# AIM OF THE TASK
Revise the listing below, replacing "keypoint" with "marker" wherever it occurs and leaving all other text unchanged.
[Begin RECORD EXTRACTS]
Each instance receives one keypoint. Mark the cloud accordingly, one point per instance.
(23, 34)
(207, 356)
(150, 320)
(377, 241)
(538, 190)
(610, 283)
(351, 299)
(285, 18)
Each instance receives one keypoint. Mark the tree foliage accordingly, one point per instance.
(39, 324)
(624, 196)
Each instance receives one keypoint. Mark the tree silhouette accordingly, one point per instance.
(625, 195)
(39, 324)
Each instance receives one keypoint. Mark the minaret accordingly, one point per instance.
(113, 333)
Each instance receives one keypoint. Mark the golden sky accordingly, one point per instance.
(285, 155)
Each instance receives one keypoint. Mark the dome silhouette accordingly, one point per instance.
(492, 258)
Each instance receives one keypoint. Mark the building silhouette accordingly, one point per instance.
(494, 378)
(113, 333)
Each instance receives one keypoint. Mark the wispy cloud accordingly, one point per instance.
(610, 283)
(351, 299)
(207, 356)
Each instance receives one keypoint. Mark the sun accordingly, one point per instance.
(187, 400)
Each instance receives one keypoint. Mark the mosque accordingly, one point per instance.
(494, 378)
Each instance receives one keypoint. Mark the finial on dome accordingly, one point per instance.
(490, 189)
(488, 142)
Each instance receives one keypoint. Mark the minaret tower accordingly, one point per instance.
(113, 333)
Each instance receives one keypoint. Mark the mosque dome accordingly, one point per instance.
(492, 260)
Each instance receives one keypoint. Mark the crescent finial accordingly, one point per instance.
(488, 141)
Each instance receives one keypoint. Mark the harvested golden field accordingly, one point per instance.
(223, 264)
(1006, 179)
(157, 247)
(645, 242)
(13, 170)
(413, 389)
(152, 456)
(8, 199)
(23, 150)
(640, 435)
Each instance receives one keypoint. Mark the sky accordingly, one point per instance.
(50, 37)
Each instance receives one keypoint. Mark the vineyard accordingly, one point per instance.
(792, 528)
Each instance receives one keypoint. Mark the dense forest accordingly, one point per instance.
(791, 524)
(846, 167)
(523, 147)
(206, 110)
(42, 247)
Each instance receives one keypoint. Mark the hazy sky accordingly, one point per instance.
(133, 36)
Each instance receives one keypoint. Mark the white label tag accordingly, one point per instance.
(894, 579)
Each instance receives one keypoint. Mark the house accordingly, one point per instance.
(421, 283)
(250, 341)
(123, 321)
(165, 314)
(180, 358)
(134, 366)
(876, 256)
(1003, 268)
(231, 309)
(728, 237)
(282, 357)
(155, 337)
[End RECORD EXTRACTS]
# THE ANSWER
Each instance receives one marker. Mark the cloud accordingly, one point per instance.
(23, 34)
(207, 356)
(150, 320)
(377, 241)
(538, 190)
(610, 283)
(351, 299)
(285, 18)
Each instance receives one marker. Mark the tree foliage accordingly, one point per instance.
(39, 324)
(624, 196)
Each instance receives one marker. Mark the tree silhouette accordingly, one point per instance.
(625, 195)
(39, 324)
Each instance receives one marker. Mark the minaret accordingly, one point per instance.
(113, 333)
Each instance receives one marker. Mark the golden sky accordingly, one point per instance.
(285, 155)
Each instance receives one marker. Mark the dome silhouette accordingly, one point per instance.
(492, 258)
Each instance receives one marker. Mark the building silhouette accordingly, one point per instance.
(494, 378)
(113, 333)
Each instance receives one marker. Mark the wispy cloud accordingly, one point per instance.
(610, 283)
(351, 299)
(207, 356)
Each instance receives one marker. Mark the sun accordingly, one point per instance.
(187, 400)
Each instance receives one marker. Mark the mosque accordingly, one point per instance.
(494, 378)
Each instance receives one marker. Mark the finial on dome accordingly, one point per instance.
(490, 189)
(488, 142)
Each instance receives one marker. Mark the minaret tower accordingly, one point per instance.
(113, 333)
Each instance receives one marker. Mark the mosque dome accordingly, one point per instance.
(492, 260)
Each instance receives one marker. Mark the crescent finial accordingly, one point per instance.
(488, 141)
Each instance receives one marker. Mark the harvested golden field accordingly, one point per instance.
(223, 264)
(1006, 179)
(157, 247)
(645, 242)
(13, 170)
(413, 389)
(152, 456)
(8, 199)
(23, 150)
(640, 435)
Each instance receives one marker. Mark the sky accordingly, one point per instance.
(50, 37)
Each instance receives one marker. Mark the vineyard accordingly, one point per instance.
(792, 528)
Each instance receives one marker. Mark the dense forest accordingly, one point per instance.
(791, 524)
(846, 167)
(523, 147)
(206, 110)
(42, 247)
Each instance receives one marker. Mark the hazy sky accordingly, one point per instance.
(133, 36)
Each instance receives one marker. Mark the white label tag accordingly, one point per instance.
(894, 579)
Each instance receives one marker. Mark the house accordingly, one point per instance.
(421, 283)
(250, 341)
(123, 321)
(165, 314)
(180, 358)
(134, 366)
(876, 256)
(1003, 268)
(231, 309)
(728, 237)
(282, 357)
(155, 337)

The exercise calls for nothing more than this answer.